**ACTION ITEM:** Report each line of the records where "sign" occurs.

_ _ _

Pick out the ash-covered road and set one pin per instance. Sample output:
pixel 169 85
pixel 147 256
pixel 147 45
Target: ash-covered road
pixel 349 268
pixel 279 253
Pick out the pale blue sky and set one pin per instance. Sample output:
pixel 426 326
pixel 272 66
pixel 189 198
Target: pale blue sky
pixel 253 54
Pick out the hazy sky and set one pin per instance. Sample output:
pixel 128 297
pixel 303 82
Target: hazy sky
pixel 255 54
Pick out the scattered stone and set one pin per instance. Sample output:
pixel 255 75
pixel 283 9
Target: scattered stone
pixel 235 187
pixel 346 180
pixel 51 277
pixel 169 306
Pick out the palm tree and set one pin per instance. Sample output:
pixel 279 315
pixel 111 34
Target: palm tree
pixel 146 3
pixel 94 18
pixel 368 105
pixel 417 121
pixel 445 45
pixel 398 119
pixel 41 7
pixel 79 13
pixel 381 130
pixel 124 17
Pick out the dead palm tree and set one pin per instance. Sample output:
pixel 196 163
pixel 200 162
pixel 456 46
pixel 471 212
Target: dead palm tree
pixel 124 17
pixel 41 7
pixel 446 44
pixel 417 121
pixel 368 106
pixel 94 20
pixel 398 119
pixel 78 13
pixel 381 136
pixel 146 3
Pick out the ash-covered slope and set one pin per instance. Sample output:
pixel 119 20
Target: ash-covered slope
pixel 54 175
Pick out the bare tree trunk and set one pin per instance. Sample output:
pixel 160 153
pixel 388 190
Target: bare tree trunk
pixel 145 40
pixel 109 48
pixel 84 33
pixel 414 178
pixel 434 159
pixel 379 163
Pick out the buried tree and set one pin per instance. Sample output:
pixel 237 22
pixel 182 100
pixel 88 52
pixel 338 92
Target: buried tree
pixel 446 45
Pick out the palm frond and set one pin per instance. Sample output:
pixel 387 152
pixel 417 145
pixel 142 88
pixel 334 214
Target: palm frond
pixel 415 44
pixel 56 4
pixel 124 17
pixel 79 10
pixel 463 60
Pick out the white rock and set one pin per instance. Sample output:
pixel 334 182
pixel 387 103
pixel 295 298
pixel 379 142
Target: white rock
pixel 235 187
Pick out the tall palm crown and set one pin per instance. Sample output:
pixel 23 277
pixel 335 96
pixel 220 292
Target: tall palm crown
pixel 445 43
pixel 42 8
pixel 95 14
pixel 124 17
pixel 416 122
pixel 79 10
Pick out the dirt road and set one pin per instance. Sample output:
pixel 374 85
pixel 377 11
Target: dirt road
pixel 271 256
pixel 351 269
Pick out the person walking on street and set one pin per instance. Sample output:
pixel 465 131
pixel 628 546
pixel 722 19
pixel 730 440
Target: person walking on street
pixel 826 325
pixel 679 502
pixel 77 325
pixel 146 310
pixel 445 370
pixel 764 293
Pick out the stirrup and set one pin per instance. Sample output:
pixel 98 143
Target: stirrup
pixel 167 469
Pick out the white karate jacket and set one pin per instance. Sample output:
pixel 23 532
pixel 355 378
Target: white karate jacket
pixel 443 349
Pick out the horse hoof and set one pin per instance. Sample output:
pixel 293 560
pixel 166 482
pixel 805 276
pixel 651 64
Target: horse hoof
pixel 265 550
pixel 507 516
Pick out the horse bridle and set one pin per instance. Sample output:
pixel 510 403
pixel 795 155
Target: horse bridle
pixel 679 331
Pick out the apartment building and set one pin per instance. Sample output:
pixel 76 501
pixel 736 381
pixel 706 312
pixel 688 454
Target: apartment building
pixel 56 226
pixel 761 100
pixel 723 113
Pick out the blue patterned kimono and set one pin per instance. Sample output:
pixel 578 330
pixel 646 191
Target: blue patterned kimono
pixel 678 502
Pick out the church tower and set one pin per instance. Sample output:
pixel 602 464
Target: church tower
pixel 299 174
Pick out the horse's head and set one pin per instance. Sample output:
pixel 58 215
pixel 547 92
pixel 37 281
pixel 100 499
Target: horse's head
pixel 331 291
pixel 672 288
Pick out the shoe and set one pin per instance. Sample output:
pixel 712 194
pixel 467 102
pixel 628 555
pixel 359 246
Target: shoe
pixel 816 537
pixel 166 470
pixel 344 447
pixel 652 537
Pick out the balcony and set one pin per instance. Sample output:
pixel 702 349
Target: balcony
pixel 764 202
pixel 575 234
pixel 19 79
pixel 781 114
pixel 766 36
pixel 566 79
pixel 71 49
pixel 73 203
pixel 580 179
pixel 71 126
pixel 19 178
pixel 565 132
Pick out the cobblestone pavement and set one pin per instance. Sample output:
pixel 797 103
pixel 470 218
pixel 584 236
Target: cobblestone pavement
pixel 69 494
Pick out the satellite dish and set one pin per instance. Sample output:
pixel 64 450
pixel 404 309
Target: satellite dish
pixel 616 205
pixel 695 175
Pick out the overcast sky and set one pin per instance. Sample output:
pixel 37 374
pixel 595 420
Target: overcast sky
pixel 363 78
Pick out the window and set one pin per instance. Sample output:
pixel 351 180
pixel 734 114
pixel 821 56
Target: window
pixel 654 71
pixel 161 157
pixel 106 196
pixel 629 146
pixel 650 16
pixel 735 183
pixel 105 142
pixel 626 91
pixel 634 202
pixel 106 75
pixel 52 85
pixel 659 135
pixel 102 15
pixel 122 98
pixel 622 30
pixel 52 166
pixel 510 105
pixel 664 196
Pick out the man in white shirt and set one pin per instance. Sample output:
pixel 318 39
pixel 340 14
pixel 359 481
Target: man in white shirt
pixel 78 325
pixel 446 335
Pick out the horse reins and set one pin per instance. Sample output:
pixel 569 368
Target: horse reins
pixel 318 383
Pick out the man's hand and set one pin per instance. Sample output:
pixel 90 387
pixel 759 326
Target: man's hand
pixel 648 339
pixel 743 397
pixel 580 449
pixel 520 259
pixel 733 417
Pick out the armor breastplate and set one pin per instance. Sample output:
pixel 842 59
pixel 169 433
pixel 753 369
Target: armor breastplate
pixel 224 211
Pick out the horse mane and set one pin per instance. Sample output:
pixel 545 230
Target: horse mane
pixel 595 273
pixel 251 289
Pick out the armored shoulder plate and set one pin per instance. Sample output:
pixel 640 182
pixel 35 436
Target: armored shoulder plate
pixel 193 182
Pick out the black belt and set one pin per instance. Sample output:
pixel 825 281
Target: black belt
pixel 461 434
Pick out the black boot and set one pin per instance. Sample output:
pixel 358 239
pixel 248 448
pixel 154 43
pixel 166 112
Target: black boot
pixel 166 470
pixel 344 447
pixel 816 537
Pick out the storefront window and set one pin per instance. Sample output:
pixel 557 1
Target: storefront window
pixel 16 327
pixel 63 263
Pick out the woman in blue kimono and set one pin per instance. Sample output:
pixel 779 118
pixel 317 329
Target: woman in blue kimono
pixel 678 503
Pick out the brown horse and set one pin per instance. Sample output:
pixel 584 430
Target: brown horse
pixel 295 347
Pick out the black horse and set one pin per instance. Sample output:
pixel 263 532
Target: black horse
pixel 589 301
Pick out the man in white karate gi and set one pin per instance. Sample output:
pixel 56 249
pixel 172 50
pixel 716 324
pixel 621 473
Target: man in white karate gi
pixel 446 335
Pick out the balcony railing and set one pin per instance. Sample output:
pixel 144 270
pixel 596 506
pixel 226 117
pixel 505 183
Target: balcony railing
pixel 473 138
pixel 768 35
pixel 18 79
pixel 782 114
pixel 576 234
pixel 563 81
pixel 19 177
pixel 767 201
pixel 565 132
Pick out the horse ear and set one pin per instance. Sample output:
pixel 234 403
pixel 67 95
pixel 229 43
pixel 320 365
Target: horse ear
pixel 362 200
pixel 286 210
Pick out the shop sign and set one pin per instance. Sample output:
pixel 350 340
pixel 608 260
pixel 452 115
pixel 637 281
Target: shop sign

_ _ _

**RESULT OF THIS EXERCISE:**
Pick out the shop sign and set one pin per instance. Sample output:
Target: shop sign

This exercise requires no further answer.